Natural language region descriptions
================================
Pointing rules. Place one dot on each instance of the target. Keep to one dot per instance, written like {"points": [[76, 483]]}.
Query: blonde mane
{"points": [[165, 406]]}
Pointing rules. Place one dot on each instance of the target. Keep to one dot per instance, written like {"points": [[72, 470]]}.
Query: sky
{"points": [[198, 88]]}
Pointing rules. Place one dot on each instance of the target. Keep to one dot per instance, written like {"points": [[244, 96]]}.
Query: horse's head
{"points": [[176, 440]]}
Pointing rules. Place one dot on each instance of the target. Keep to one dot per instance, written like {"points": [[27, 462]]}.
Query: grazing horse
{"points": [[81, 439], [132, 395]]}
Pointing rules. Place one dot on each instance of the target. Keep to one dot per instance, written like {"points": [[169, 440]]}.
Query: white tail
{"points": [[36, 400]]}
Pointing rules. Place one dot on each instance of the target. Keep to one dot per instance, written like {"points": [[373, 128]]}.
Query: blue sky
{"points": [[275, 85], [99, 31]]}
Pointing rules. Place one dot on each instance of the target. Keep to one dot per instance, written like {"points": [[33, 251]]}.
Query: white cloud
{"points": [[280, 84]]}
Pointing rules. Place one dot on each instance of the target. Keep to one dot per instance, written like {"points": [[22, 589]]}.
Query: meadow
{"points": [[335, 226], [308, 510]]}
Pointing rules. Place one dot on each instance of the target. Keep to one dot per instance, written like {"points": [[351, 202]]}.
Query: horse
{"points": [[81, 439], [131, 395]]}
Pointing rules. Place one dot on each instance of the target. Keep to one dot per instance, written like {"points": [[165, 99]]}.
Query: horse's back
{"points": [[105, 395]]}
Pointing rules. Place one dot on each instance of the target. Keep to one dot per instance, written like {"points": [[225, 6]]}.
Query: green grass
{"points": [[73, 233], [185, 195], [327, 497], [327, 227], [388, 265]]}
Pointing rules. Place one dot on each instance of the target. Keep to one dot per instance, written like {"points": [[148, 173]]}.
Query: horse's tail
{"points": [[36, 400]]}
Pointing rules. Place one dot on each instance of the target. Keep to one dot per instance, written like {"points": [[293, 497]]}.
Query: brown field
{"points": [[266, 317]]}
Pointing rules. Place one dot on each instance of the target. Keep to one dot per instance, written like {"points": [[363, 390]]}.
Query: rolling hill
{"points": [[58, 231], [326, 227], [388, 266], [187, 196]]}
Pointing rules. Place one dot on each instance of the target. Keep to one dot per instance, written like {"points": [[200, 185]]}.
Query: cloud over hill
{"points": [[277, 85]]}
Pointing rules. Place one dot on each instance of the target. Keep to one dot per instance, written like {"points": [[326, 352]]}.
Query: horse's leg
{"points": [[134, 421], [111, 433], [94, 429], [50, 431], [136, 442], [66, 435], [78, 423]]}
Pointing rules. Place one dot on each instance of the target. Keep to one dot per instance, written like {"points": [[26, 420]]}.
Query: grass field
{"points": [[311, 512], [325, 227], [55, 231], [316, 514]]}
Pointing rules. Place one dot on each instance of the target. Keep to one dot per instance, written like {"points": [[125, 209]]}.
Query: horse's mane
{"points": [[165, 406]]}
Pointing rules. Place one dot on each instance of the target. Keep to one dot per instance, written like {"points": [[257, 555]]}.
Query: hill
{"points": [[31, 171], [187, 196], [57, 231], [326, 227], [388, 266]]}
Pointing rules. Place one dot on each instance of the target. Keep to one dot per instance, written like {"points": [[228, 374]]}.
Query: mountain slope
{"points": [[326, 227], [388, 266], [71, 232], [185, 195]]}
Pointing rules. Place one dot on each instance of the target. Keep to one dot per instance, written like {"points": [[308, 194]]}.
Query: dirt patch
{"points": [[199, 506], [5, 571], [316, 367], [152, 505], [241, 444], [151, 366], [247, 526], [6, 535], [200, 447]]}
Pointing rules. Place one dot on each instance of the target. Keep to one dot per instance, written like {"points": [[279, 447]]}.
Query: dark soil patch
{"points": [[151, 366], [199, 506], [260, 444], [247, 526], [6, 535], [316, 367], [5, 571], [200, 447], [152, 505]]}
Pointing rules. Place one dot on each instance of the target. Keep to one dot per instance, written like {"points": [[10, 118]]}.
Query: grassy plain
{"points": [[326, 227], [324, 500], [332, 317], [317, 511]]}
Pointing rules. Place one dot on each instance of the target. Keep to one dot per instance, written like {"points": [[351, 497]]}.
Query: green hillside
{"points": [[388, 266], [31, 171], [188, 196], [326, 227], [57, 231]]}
================================
• What you have to do: Set down every entry exactly as given.

• Output for this task:
Pointing rules. Place one dot on each instance of the target. Keep to one dot per instance, written like {"points": [[76, 483]]}.
Query: blonde mane
{"points": [[165, 406]]}
Pointing rules. Place one dot on each instance of the target. Keep to one dot per instance, written like {"points": [[72, 470]]}.
Query: sky
{"points": [[198, 88]]}
Pointing rules. Place one dot on each instance of the target. Keep to one dot per instance, written like {"points": [[244, 96]]}.
Query: horse's head
{"points": [[176, 440]]}
Pointing rules. Place one dot on each instance of the target. Keep to one dot per instance, written like {"points": [[27, 462]]}.
Query: grazing horse
{"points": [[81, 439], [132, 395]]}
Pointing rules. Place one dot on each instance of the target. Keep to one dot per instance, written like {"points": [[169, 440]]}.
Query: white tail
{"points": [[36, 400]]}
Pointing rules. Place one dot on each instance of the target. Keep to one dot per instance, written like {"points": [[373, 128]]}.
Query: blue sky
{"points": [[275, 85], [99, 31]]}
Pointing rules. Place one dot on each instance of the target. Keep to one dot per instance, written like {"points": [[33, 251]]}.
Query: white cloud
{"points": [[280, 84]]}
Pointing rules. Place one dot on each instance of the target. Keep to one dot per instance, written like {"points": [[22, 589]]}.
Query: meadow
{"points": [[335, 226], [308, 510]]}
Pointing rules. Place one dot on each instance of the target. Keep to one dot per instance, written like {"points": [[351, 202]]}.
Query: horse
{"points": [[81, 439], [131, 395]]}
Pointing rules. Place one dot on each instance of the target. Keep to one dot per instance, written like {"points": [[165, 99]]}.
Query: horse's back
{"points": [[105, 395]]}
Pointing rules. Place one dot on each instance of the target. Keep to one dot per instance, written like {"points": [[225, 6]]}.
Query: green grass
{"points": [[73, 233], [185, 195], [327, 497], [327, 227], [388, 265]]}
Pointing rules. Place one dot on each instance of the target. Keep to one dot per instance, written like {"points": [[148, 173]]}.
Query: horse's tail
{"points": [[36, 400]]}
Pointing rules. Place one dot on each instance of the target. Keep to one dot per instance, written like {"points": [[293, 497]]}.
Query: brown field
{"points": [[266, 317]]}
Pointing rules. Place one dot on each instance of the target. Keep to one dot per instance, written like {"points": [[363, 390]]}.
Query: rolling hill
{"points": [[58, 231], [326, 227], [388, 266], [187, 196]]}
Pointing rules. Place one dot on each instance of the target. Keep to one dot per instance, written like {"points": [[200, 185]]}.
Query: cloud over hill
{"points": [[277, 85]]}
Pointing rules. Place one dot on each instance of the target. Keep to one dot per instance, written like {"points": [[326, 352]]}.
Query: horse's leg
{"points": [[134, 421], [111, 433], [94, 429], [50, 431], [136, 442], [66, 435], [78, 423]]}
Pointing rules. Place one dot on each instance of the target. Keep to one dot per instance, written like {"points": [[26, 420]]}.
Query: grass field
{"points": [[311, 512], [325, 227], [55, 231], [316, 514]]}
Pointing rules. Place one dot on each instance of the target. Keep to one dot per instance, written like {"points": [[125, 209]]}.
Query: horse's mane
{"points": [[165, 406]]}
Pointing rules. Place one dot on each instance of the target. Keep to one dot per instance, written like {"points": [[257, 555]]}.
Query: hill
{"points": [[31, 171], [187, 196], [57, 231], [326, 227], [388, 266]]}
Pointing rules. Place one dot on each instance of the target. Keep to one dot per instance, written like {"points": [[228, 374]]}.
Query: mountain slope
{"points": [[326, 227], [388, 266], [71, 232], [185, 195]]}
Pointing rules. Place one dot on each instance of the target. Keep to one dot per instance, written like {"points": [[308, 194]]}.
Query: dirt patch
{"points": [[199, 506], [5, 571], [316, 367], [152, 505], [241, 444], [151, 366], [247, 526], [6, 535], [200, 447]]}
Pointing rules. Place one dot on each instance of the target. Keep to one dot per instance, written like {"points": [[279, 447]]}.
Query: dark soil patch
{"points": [[151, 366], [199, 506], [260, 444], [247, 526], [6, 535], [316, 367], [5, 571], [200, 447], [152, 505]]}
Pointing rules. Place one dot on each instance of the target. Keep to one dot per instance, written like {"points": [[10, 118]]}.
Query: grassy plain
{"points": [[326, 227], [324, 500], [332, 317], [317, 511]]}
Pointing rules. Place one dot on each instance of the target. Keep to one dot per instance, written like {"points": [[351, 497]]}.
Query: green hillside
{"points": [[388, 266], [31, 171], [188, 196], [326, 227], [57, 231]]}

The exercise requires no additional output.